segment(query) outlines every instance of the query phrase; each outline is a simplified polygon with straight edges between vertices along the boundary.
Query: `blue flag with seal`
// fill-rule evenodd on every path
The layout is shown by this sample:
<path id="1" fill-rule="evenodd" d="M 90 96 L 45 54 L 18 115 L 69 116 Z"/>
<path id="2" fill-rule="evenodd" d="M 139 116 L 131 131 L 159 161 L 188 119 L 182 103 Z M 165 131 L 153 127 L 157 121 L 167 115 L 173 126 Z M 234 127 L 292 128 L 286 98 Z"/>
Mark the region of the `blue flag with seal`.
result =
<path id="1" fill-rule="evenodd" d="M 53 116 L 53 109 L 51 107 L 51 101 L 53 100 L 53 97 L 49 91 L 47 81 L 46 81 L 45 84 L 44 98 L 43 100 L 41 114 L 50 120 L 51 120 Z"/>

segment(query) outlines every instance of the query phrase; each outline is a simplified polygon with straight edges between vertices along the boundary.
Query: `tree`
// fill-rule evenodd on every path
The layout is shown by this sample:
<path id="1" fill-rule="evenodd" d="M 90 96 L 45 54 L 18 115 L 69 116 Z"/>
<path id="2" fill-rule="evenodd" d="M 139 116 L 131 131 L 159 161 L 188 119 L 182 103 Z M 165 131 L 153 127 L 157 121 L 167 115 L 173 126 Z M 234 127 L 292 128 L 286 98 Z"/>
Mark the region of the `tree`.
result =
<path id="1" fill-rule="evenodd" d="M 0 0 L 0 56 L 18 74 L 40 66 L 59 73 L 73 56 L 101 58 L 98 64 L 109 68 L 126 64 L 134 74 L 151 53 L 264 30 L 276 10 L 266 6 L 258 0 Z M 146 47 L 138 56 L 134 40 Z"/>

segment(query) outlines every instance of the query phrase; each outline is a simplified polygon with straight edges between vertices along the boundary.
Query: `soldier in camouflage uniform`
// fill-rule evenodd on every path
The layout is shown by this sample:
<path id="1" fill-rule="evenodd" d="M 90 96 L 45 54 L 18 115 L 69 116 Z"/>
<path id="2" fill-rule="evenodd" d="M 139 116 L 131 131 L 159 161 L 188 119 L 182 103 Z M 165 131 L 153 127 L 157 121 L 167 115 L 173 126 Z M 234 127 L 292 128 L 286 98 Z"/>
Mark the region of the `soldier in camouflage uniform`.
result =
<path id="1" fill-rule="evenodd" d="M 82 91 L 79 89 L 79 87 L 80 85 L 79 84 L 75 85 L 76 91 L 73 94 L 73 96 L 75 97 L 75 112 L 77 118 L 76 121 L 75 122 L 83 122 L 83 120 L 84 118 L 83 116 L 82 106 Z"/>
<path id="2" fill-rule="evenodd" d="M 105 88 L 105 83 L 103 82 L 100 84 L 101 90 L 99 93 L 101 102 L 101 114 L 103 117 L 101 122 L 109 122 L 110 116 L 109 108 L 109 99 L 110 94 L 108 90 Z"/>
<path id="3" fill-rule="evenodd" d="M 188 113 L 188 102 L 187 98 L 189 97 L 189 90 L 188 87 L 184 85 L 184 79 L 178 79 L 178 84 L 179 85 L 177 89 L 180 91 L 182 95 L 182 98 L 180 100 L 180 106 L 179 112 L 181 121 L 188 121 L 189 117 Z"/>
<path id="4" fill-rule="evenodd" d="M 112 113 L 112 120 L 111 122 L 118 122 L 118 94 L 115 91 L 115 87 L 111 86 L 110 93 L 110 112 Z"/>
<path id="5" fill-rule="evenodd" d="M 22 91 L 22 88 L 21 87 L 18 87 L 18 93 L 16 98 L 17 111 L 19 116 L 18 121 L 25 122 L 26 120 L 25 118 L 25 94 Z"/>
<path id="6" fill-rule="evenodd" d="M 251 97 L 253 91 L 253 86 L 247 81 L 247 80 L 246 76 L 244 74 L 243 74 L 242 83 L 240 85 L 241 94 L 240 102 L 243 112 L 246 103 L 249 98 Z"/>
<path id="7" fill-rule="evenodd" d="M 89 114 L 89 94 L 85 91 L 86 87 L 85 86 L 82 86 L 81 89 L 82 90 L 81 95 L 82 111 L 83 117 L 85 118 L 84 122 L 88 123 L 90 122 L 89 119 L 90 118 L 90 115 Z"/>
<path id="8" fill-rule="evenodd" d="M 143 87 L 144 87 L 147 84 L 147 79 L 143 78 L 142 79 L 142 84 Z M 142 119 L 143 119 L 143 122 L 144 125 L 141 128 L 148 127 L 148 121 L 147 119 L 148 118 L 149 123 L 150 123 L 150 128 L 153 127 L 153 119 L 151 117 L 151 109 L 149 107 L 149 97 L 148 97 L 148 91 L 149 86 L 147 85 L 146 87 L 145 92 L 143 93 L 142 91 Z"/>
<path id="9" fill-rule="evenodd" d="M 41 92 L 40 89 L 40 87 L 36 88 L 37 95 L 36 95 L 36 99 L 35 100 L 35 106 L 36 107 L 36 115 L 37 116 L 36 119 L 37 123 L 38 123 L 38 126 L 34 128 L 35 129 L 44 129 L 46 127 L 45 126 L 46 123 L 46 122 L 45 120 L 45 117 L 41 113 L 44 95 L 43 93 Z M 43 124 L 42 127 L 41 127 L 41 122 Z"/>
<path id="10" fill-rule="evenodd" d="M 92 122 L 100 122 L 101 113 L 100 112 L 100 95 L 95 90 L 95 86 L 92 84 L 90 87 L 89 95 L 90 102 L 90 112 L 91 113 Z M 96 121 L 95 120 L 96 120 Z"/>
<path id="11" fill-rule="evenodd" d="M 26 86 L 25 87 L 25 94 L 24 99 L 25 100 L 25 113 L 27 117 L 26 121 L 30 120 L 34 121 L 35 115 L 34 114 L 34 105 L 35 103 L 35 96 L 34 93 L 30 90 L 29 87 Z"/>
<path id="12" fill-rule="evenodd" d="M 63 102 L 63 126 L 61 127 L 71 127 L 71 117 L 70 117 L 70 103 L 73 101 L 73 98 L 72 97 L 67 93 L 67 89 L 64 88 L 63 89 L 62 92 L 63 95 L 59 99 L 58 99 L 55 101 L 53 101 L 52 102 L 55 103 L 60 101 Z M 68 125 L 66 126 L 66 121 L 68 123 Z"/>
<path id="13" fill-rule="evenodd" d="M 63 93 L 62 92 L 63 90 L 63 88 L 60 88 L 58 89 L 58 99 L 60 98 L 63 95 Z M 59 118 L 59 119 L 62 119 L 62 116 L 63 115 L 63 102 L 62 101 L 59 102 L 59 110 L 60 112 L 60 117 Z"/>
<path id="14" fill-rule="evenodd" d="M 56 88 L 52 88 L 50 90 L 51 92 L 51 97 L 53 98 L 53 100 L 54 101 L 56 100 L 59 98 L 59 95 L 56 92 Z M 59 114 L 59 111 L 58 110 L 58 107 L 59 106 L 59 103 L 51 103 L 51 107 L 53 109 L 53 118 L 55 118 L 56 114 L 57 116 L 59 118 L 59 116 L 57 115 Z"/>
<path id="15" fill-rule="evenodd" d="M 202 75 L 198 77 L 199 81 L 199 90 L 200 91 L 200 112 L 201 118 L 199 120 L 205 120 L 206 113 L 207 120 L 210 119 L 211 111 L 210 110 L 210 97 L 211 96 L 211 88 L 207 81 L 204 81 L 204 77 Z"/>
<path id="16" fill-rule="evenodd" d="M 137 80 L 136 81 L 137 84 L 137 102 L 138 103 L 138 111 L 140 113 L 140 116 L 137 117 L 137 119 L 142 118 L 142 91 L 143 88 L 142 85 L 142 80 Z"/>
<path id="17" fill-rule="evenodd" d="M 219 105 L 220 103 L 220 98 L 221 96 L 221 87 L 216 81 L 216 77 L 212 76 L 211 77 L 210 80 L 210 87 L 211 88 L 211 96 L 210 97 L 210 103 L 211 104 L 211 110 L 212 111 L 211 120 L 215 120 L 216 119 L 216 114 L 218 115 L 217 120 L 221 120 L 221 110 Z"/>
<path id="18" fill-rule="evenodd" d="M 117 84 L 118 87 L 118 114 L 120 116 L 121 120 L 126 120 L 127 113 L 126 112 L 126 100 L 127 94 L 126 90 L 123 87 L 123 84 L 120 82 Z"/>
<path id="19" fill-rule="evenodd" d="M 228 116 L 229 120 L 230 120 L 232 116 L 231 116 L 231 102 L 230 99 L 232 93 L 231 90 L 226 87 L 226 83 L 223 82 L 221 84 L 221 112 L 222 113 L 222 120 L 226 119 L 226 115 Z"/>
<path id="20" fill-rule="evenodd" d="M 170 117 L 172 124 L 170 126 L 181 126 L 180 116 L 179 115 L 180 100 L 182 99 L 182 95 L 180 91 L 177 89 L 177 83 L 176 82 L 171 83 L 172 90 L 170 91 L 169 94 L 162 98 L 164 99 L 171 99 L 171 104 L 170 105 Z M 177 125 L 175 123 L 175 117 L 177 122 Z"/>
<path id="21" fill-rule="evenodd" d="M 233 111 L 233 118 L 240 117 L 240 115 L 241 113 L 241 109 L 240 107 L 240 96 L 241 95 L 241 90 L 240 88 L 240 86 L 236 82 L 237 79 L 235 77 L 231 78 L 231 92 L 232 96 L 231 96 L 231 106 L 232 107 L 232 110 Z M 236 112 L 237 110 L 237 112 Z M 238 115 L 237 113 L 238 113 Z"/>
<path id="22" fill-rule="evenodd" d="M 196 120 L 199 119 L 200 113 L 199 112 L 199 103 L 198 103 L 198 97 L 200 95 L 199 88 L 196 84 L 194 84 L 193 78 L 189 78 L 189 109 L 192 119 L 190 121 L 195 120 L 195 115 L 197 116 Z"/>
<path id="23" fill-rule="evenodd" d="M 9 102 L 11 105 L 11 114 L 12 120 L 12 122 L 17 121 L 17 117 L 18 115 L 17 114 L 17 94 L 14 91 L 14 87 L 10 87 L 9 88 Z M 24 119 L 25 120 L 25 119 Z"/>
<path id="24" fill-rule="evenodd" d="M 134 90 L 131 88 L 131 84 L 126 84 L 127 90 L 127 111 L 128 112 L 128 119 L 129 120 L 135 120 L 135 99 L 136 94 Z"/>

------

■ PROBLEM STATEMENT
Copy the records above word for word, from their first line through the line that contains "53 116 L 53", including that line.

■ TASK OUTPUT
segment(query) outlines every instance of the query phrase; each outline is a simplified polygon with straight edges between vertices along the boundary.
Query: `blue flag with seal`
// fill-rule evenodd on every path
The layout is shown by this sample:
<path id="1" fill-rule="evenodd" d="M 90 96 L 45 54 L 18 115 L 69 116 Z"/>
<path id="2" fill-rule="evenodd" d="M 139 116 L 131 131 L 159 161 L 188 119 L 182 103 Z M 165 131 L 153 127 L 157 121 L 167 115 L 173 126 Z M 234 127 L 292 128 L 286 98 Z"/>
Mark the region of the `blue flag with seal`.
result =
<path id="1" fill-rule="evenodd" d="M 53 116 L 53 109 L 51 107 L 51 101 L 53 100 L 53 97 L 49 91 L 47 81 L 46 81 L 45 84 L 44 98 L 43 100 L 41 114 L 50 120 L 51 120 Z"/>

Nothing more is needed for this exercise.